Change "named target" to "listed object" everywhere it appears in the rows below, and leave every other part of the rows as it is.

DATASET EXTRACT ::

+ + + +

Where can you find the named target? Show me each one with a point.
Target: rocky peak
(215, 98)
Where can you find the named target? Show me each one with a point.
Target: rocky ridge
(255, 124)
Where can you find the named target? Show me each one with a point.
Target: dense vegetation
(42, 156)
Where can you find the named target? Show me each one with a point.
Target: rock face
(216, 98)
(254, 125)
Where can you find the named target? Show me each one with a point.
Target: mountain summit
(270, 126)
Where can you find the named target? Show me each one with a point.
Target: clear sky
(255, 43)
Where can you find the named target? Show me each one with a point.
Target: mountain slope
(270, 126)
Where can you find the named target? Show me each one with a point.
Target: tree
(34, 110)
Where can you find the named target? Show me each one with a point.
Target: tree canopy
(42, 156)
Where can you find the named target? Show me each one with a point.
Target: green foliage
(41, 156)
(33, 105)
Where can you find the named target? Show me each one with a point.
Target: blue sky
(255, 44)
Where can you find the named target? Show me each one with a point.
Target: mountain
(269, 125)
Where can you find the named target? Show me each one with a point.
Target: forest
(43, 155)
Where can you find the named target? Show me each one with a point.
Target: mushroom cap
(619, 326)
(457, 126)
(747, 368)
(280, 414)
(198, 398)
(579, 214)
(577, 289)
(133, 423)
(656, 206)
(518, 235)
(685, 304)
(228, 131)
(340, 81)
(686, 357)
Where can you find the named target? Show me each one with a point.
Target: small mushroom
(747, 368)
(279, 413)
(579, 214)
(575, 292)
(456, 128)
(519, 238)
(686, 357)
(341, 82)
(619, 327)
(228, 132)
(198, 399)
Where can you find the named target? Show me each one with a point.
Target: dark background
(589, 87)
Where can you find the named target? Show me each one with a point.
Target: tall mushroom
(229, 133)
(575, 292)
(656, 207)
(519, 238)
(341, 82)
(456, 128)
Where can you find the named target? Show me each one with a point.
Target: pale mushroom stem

+ + + +

TASK OUTPUT ::
Where can you find the listed object? Show me each one with a point.
Target: rocky peak
(215, 98)
Where can you find the listed object? Show me each one with a point.
Target: rocky ridge
(255, 124)
Where can you find the listed object? Show me each one with a point.
Target: dense vegetation
(42, 156)
Where can you find the listed object? Show me each one with a point.
Target: rock face
(216, 98)
(254, 125)
Where can you find the listed object? Show me each one with a point.
Target: mountain summit
(270, 126)
Where can you find the listed object? Show me each one with a point.
Target: clear sky
(255, 43)
Where can you find the listed object? Show me each one with a point.
Target: mountain slope
(270, 126)
Where can you find the listed object? Show me each one with a point.
Target: tree
(34, 110)
Where can you find the listed object? Show me each one with a point.
Target: tree canopy
(42, 156)
Where can you find the listed object? Show me each one with a point.
Target: green foliage
(41, 156)
(33, 105)
Where can you find the listed object? Show me each one with a point.
Target: blue sky
(255, 44)
Where can you find the listed object? Show me each one with a point.
Target: mountain
(269, 125)
Where can you find the listed object? Show me each one with a point.
Target: forest
(43, 155)
Where can you find the listed object? Show me each one with a point.
Target: mushroom cap
(619, 326)
(457, 126)
(747, 368)
(280, 414)
(198, 398)
(579, 214)
(577, 289)
(133, 423)
(656, 206)
(518, 235)
(685, 304)
(228, 131)
(340, 81)
(686, 357)
Where can you find the listed object? Show me each one with a point.
Target: small mushroom
(747, 368)
(279, 413)
(579, 214)
(575, 292)
(456, 128)
(519, 238)
(686, 357)
(341, 82)
(619, 327)
(228, 132)
(198, 399)
Where can you find the listed object? Show me each one with a point.
Target: dark background
(589, 87)
Where can you find the listed object? Show me each one with a point.
Target: tall mushroom
(229, 133)
(575, 292)
(656, 207)
(519, 238)
(341, 82)
(456, 128)
Where can you find the listed object? Show me each one with a point.
Target: pale mushroom stem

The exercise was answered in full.